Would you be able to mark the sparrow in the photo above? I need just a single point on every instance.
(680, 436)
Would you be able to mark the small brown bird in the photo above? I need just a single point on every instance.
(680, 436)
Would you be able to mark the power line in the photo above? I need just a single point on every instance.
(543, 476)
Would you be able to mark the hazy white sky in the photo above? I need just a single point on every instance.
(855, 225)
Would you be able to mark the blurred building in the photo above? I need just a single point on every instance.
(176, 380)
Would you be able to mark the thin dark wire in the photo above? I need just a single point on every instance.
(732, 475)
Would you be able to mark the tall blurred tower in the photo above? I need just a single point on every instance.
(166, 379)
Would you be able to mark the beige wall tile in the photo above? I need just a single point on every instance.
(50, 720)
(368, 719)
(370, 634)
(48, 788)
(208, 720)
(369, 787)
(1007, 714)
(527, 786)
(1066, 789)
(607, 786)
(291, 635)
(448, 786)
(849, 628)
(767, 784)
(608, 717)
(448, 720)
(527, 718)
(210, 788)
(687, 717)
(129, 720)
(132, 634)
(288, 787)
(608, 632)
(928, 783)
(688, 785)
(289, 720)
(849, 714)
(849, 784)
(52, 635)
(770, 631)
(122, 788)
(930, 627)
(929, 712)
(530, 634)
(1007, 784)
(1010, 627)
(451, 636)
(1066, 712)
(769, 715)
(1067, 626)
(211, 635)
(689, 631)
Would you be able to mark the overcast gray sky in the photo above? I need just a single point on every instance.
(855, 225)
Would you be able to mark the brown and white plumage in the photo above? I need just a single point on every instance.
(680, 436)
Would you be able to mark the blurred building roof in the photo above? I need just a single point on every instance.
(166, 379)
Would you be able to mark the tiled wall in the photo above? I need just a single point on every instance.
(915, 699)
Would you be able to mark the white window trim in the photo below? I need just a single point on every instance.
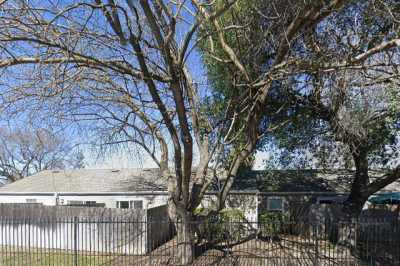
(276, 198)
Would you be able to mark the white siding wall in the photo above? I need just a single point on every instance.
(110, 201)
(45, 200)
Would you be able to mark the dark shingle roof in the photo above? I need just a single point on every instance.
(316, 180)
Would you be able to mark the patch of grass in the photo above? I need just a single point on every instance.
(15, 257)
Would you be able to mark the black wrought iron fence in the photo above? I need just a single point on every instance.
(85, 241)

ABOUT THIS EXERCISE:
Every line above is to be reproduced verbatim, and the pictures are to be omitted.

YOUR SOLUTION:
Would you be able to mark the sparrow in the photo above? I need just a single point on every instance.
(680, 436)
Would you be able to mark the small brown bird in the photo above? I need just a single point on every instance.
(680, 436)
Would you be able to mark the power line in the photo above? I need just a single point on every instance.
(543, 476)
Would you be able to mark the hazy white sky in the photo above? I need just a single point on every instance.
(855, 225)
Would you be able to mark the blurred building in the photo above? I need just a single point on every instance.
(176, 380)
Would you be able to mark the thin dark wire in the photo above? I need just a single point on every instance.
(732, 475)
Would you be able to mark the tall blurred tower in the photo above? I need just a single point on every instance.
(166, 379)
Would you be able to mark the beige wall tile in the photo above? I need just a single point on every instance.
(50, 720)
(368, 719)
(370, 634)
(48, 788)
(208, 720)
(369, 787)
(1007, 714)
(527, 786)
(1066, 789)
(607, 786)
(291, 635)
(448, 786)
(849, 628)
(767, 784)
(608, 717)
(448, 720)
(527, 718)
(210, 788)
(687, 717)
(129, 720)
(132, 634)
(288, 787)
(608, 632)
(928, 783)
(688, 785)
(289, 720)
(849, 714)
(849, 784)
(52, 635)
(770, 631)
(122, 788)
(930, 627)
(929, 712)
(530, 634)
(1007, 784)
(1010, 627)
(451, 636)
(1066, 712)
(769, 715)
(1067, 626)
(211, 635)
(689, 631)
Would you be able to mark the overcast gray sky in the photo above? I need just a single point on every instance.
(855, 225)
Would you be able to mark the brown and white plumage in the photo above? I need just a single point on every instance.
(680, 436)
Would you be able to mark the blurred building roof in the photo above? I need just a single point on every instance.
(166, 379)
Would you be able to mark the tiled wall in the photo above? I need just a single point on every instance.
(915, 699)
Would you be able to mark the white window trim in the photo below? I need just a single point on every instance.
(276, 198)
Would you be able to mark the white siding wall in the photo above? I need just a single point on every instance.
(110, 201)
(45, 200)
Would you be able to mark the dark shingle roof in the photo above? I need just a single point on every instance.
(316, 180)
Would you be able to mark the patch of grass in the photo above? I need just a single point on every instance.
(15, 257)
Would you be able to mark the black wrought iron fence in the photo above? I need just a single point on every instance.
(85, 241)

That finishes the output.